◆ Work request: Exactly as given, write out all the entries again.

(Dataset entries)
■ ■ ■ ■ ■ ■ ■
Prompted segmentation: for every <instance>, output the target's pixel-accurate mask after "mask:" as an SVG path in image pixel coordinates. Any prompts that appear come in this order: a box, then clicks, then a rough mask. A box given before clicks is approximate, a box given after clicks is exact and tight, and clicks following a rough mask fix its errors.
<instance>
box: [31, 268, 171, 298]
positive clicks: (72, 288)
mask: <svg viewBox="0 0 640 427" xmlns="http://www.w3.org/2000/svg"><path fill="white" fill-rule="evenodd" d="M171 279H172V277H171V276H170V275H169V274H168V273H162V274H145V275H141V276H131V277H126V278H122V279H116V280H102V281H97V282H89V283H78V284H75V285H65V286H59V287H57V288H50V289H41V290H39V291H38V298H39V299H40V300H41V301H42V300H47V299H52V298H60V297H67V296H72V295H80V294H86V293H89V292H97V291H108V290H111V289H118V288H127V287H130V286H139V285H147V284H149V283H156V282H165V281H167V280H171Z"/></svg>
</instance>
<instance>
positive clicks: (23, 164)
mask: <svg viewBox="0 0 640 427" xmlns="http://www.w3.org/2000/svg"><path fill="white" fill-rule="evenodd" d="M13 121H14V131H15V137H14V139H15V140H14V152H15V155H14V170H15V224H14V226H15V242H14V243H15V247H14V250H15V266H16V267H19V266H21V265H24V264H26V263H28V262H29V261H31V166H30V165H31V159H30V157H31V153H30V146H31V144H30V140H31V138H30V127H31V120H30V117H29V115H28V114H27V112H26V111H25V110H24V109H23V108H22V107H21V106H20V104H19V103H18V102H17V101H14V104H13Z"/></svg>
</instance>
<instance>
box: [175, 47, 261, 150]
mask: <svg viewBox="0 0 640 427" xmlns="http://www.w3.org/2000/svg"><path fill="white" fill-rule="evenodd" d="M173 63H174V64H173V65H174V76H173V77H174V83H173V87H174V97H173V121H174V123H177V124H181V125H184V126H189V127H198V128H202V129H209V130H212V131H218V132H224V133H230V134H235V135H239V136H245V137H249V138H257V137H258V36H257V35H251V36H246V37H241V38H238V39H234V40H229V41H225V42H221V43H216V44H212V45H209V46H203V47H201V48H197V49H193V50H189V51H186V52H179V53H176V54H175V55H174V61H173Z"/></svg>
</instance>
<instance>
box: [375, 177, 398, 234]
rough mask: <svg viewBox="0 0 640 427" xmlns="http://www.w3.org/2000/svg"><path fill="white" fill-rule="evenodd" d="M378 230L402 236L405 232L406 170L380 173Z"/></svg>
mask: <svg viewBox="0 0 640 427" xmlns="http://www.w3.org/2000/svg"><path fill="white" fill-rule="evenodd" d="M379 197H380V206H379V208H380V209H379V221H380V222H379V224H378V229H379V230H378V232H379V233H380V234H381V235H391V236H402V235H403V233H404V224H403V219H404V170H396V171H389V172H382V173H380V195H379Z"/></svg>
■ ■ ■ ■ ■ ■ ■
◆ The completed task:
Prompted segmentation: for every <instance>, output the target's pixel-accurate mask after "mask:" as an SVG path in image pixel coordinates. Any prompts that appear come in this order: a box, then clicks, then a rough mask. A box given before clicks is approximate, a box given after clicks is exact and tight, and clicks following a rough mask fix its errors.
<instance>
box: [31, 268, 171, 298]
positive clicks: (72, 288)
mask: <svg viewBox="0 0 640 427" xmlns="http://www.w3.org/2000/svg"><path fill="white" fill-rule="evenodd" d="M171 279H172V277H171V276H170V275H169V274H168V273H162V274H145V275H141V276H131V277H126V278H122V279H116V280H102V281H97V282H89V283H78V284H75V285H65V286H59V287H57V288H50V289H41V290H39V291H38V298H39V299H40V300H41V301H42V300H47V299H52V298H60V297H67V296H72V295H80V294H86V293H89V292H97V291H108V290H111V289H118V288H127V287H130V286H139V285H147V284H149V283H156V282H165V281H167V280H171Z"/></svg>
</instance>
<instance>
positive clicks: (23, 164)
mask: <svg viewBox="0 0 640 427" xmlns="http://www.w3.org/2000/svg"><path fill="white" fill-rule="evenodd" d="M13 121H14V131H15V137H14V139H15V140H14V152H15V155H14V170H15V224H14V226H15V242H14V243H15V247H14V250H15V266H16V267H19V266H21V265H24V264H26V263H28V262H29V261H31V166H30V165H31V159H30V157H31V153H30V146H31V144H30V140H31V138H30V127H31V120H30V117H29V115H28V114H27V112H26V111H25V110H24V109H23V108H22V107H21V106H20V104H19V103H18V102H17V101H14V104H13Z"/></svg>
</instance>
<instance>
box: [175, 47, 261, 150]
mask: <svg viewBox="0 0 640 427" xmlns="http://www.w3.org/2000/svg"><path fill="white" fill-rule="evenodd" d="M173 63H174V64H173V65H174V76H173V77H174V83H173V87H174V97H173V121H174V123H177V124H181V125H184V126H189V127H198V128H202V129H209V130H212V131H218V132H224V133H230V134H235V135H239V136H245V137H249V138H257V137H258V36H257V35H251V36H246V37H241V38H238V39H234V40H229V41H225V42H221V43H216V44H212V45H209V46H203V47H201V48H197V49H193V50H189V51H186V52H179V53H176V54H175V55H174V61H173Z"/></svg>
</instance>
<instance>
box: [375, 177, 398, 234]
rough mask: <svg viewBox="0 0 640 427" xmlns="http://www.w3.org/2000/svg"><path fill="white" fill-rule="evenodd" d="M378 230L402 236L405 232L406 170L380 173Z"/></svg>
mask: <svg viewBox="0 0 640 427" xmlns="http://www.w3.org/2000/svg"><path fill="white" fill-rule="evenodd" d="M379 197H380V206H379V208H380V209H379V221H380V222H379V224H378V229H379V230H378V232H379V233H380V234H381V235H391V236H402V235H403V233H404V224H403V219H404V170H396V171H389V172H382V173H380V195H379Z"/></svg>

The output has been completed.